— start of SELECTED EXTRACT —

Only 47 years old, Nixon did not want to leave politics. He went back to California, wrote a memoir called Six Crises, and took on incumbent governor Pat Brown. Nixon felt that these activities were needed the position to establish national credibility again. However, Brown clobbered Nixon by over 300,000 votes. After the election, Nixon gave a rambling speech to the press declaring “you won’t have Nixon to kick around anymore.”
The losses to Kennedy and Brown reinforced for Nixon that the main reason he could not advance in politics was that the “Establishment” was out to stop him. This group consisted of Ivy Leaguers (like Kennedy) or the media (all forms of them whom Nixon felt were out to keep him from office and distort his views.) Later on, Nixon would begin to include Jews among his enemies.
Nixon then started one of the country’s most remarkable political comebacks. First, Nixon moved to New York to increase his earning potential as a senior partner in a law firm. Nixon endorsed Republican congressional candidates. Nixon targeted 1968 as the year to start his comeback.
With the country deeply divided over the Vietnam War, civil rights, and other social upheavals, the Republican nominee was going to have a good shot at winning the White House. Nixon’s principal competitors for the nomination were Michigan governor George Romney, New York governor Nelson Rockefeller, and California governor Ronald Reagan. All the competitors had their shortcomings. Romney was too weak. Rockefeller had too much baggage. Reagan was too inexperienced. Nixon won the nomination fairly easily.

— end of SELECTED EXTRACT —

# STATED PROBLEM 1
Do these statements agree with the Nixon passage? For each, answer yes or no and quote the deciding words of the passage exactly. (a) Nixon was 47 years old when he chose to stay in politics. (b) Nixon lost to Brown by a narrow margin. (c) Nixon moved to New York to work as a senior partner in a law firm.
# STATED PROBLEM 2
According to the Nixon passage, what memoir did Nixon write after he went back to California?
# STATED PROBLEM 3
Retype the Nixon passage from "Nixon then started" up to and including "nomination fairly easily.".

— start of PROVIDED RECORDS —

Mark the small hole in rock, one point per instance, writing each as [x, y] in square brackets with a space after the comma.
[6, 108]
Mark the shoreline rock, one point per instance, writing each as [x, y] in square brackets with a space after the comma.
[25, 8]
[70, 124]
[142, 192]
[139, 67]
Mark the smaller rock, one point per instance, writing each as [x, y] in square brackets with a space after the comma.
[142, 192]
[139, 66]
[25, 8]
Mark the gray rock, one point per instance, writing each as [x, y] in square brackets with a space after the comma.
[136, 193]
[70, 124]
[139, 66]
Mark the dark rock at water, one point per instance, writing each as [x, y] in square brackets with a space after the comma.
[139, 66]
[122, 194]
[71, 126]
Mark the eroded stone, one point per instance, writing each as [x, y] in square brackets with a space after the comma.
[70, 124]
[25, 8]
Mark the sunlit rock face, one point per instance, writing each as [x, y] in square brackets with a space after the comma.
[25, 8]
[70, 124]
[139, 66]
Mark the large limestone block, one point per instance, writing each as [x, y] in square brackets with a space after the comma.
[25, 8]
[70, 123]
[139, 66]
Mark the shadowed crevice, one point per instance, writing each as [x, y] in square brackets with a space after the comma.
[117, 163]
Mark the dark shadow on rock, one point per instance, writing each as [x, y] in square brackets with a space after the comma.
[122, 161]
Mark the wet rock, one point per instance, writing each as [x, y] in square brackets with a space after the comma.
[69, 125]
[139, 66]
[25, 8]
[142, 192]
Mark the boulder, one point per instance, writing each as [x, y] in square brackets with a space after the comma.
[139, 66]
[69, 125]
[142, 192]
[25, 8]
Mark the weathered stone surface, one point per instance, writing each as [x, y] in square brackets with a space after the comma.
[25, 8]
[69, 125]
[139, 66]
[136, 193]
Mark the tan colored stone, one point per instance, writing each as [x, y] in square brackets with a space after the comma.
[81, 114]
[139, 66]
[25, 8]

— end of PROVIDED RECORDS —

# TASK RESPONSE 1
(a) Yes: "Only 47 years old, Nixon did not want to leave politics."
(b) No: "Brown clobbered Nixon by over 300,000 votes."
(c) Yes: "Nixon moved to New York to increase his earning potential as a senior partner in a law firm."

# TASK RESPONSE 2
Six Crises

# TASK RESPONSE 3
Nixon then started one of the country’s most remarkable political comebacks. First, Nixon moved to New York to increase his earning potential as a senior partner in a law firm. Nixon endorsed Republican congressional candidates. Nixon targeted 1968 as the year to start his comeback.
With the country deeply divided over the Vietnam War, civil rights, and other social upheavals, the Republican nominee was going to have a good shot at winning the White House. Nixon’s principal competitors for the nomination were Michigan governor George Romney, New York governor Nelson Rockefeller, and California governor Ronald Reagan. All the competitors had their shortcomings. Romney was too weak. Rockefeller had too much baggage. Reagan was too inexperienced. Nixon won the nomination fairly easily.